Write out exactly the lines running from the line that includes "Please point out the tall" to the end of the data, both ends included, and nothing besides.

Collected data
☆ ☆ ☆

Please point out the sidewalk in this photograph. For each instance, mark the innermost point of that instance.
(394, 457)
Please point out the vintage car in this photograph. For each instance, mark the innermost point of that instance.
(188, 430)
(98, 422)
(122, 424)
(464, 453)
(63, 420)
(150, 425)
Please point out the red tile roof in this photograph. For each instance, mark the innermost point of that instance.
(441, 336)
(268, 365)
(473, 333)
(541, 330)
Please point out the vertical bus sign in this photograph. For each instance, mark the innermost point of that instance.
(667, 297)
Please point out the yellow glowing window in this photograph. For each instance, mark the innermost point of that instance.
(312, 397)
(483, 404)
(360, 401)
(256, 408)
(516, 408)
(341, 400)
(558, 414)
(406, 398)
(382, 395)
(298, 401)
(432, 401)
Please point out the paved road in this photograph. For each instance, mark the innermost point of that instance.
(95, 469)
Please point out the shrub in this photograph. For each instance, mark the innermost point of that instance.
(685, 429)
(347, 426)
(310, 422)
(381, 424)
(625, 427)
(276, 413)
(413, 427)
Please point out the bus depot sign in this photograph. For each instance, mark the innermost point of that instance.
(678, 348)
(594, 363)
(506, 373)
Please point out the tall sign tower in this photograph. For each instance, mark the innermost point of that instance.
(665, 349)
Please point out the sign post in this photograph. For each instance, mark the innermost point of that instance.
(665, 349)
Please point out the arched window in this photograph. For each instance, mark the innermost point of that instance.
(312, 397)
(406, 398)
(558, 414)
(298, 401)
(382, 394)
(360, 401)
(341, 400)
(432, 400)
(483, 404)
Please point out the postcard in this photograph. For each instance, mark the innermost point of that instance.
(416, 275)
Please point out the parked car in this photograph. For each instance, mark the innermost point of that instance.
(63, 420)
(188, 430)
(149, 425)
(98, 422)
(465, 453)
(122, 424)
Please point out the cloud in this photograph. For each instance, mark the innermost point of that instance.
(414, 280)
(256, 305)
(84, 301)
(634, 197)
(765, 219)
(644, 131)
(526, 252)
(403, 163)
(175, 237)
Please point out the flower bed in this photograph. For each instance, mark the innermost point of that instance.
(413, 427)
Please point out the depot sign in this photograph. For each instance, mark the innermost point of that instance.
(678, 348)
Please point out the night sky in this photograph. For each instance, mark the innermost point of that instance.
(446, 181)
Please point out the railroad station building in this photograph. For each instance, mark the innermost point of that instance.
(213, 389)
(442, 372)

☆ ☆ ☆

Answer to the task -
Please point out the tall sign tower in this photograph. For each instance, mark the innermost point of that instance.
(665, 349)
Please point out the sign post in this photograph. For each instance, mark the innermost point of that instance.
(665, 349)
Please point out the arched window in this photograph. For each instance, mark the innermost point of that instance.
(312, 397)
(406, 398)
(558, 414)
(298, 401)
(382, 394)
(360, 401)
(341, 400)
(432, 400)
(483, 404)
Please point out the postcard in this photograph. For each instance, mark the innermost point of that instance.
(416, 275)
Please point out the parked car in this photograph. For each instance, mark the innermost point of that instance.
(63, 420)
(188, 430)
(149, 425)
(98, 422)
(465, 453)
(122, 424)
Please point out the cloud in this photograph. For each instance, mark the innermost point of that instance.
(414, 280)
(256, 305)
(84, 301)
(634, 197)
(765, 219)
(644, 131)
(526, 252)
(403, 163)
(175, 237)
Please point out the flower bed in this photograph. For each instance, mark the innermost point of that instance.
(413, 427)
Please point out the depot sign in this photograph. For each instance, mark the innermost point of that instance.
(678, 348)
Please point out the night sky in this photograph. For each instance, mark the innermost point of that instance.
(446, 181)
Please point out the railroad station building in this photograph. For each instance, mark the innermost point of that instance.
(213, 389)
(442, 372)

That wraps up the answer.